Texto fuente
En el IV domingo de Cuaresma, llamado Laetare, se nos invita a alegrarnos. Hoy se sugiere a los penitentes que estuvieran sometiéndose a ejercicios muy rigurosos, que aflojen un poco para no sucumbir por el peso de sus renuncias. En este domingo los ministros ordenados visten de un color semejante al rosa y lucen algunas flores sobre la mesa. Desde la Biblia, nos disponemos a repasar un texto muy importante del Nuevo Testamento. Me refiero a Juan 3.16. El evangelista resume en este versículo el sentido global de la encarnación, motivándonos profundamente a creer en Cristo al exponer el inmenso amor divino amor que impulsó al Padre celestial a realizar este gesto inédito y maravilloso de entregar a su propio hijo para darle una nueva oportunidad a la criatura humana.
Por amor entrega Dios Padre a su Hijo para salvar a una criatura pensada desde el amor y destinada por amor a la vida eterna, creatura que había quedado dañada por el mal ejercicio de su propia voluntad. Jesús utiliza una imagen muy propia del Antiguo Testamento, del libro de los Números. Me refiero a esa serpiente que Moisés elevó precisamente para que los mordidos por la serpiente sanaran. Lo que hasta ese momento había producido muerte se convierte ahora en remedio, en medicina. Así como hizo Moisés, levantar la serpiente sobre todos, a humanidad contemplará levantada sobre ella al que, ultrajado y asesinado en la cruz, produciría su salvación. La obra de Dios, realizada en la entrega de su propio Hijo, hace que el resto de la humanidad no tenga que preocuparse por perder la vida. Tanto amó Dios al mundo que envió a su Hijo único y no lo envió a condenar al mundo sino a salvarlo. Y la salvación la construimos nosotros al imitar al Hijo que, al tomar nuestra carne y compartir las vicisitudes de nuestra vida, nos enseña a vivir humanamente. El gesto de levantar en alto a Jesús, de crucificarlo, supone el que todos lo miremos, sacrificado por nosotros, y creamos en Él. A partir de este testimonio maravilloso de amor, si nosotros creemos en Cristo, obtendremos la salvación que de él procede.

Material proporcionado
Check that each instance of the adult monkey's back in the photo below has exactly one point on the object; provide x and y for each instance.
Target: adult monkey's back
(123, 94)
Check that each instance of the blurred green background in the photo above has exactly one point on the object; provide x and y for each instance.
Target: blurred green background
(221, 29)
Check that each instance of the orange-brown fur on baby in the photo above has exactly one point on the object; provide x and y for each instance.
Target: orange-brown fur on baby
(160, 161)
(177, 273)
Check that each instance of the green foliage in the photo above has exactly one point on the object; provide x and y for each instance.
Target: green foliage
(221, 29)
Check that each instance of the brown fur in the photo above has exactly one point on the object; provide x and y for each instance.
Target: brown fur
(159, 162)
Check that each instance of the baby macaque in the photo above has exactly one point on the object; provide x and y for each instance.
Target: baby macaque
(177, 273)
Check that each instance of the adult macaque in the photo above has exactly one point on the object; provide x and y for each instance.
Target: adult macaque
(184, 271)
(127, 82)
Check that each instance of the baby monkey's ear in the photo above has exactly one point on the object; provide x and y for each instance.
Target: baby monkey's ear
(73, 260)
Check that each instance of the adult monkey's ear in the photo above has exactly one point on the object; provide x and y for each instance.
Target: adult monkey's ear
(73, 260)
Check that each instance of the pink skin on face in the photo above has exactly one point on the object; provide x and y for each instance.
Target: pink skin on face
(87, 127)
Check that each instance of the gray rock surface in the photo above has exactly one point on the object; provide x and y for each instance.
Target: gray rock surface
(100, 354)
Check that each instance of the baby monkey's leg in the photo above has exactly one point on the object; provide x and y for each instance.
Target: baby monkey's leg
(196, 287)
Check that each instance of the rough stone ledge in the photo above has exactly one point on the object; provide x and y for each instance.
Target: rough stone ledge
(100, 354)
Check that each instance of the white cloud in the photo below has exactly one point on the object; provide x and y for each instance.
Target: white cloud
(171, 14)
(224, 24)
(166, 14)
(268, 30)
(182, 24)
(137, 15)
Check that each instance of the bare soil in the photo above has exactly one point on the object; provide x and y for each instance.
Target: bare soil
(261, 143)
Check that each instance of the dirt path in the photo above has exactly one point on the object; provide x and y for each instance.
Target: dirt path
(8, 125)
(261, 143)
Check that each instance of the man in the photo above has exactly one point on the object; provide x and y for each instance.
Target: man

La tarea
Indique si cada una de las afirmaciones 1., 2. y 3. concuerda con el texto sobre el domingo Laetare, respondiendo sí o no y citando literalmente las palabras del texto que lo deciden.
1. En este domingo los ministros ordenados visten de color morado.
2. Moisés elevó una serpiente para que sanaran quienes habían sido mordidos.
3. Dios envió a su Hijo para condenar al mundo.
Las líneas no guardan relación alguna con el texto.

Solución del ejercicio
1. No: «los ministros ordenados visten de un color semejante al rosa».
2. Sí: «esa serpiente que Moisés elevó precisamente para que los mordidos por la serpiente sanaran».
3. No: «no lo envió a condenar al mundo sino a salvarlo».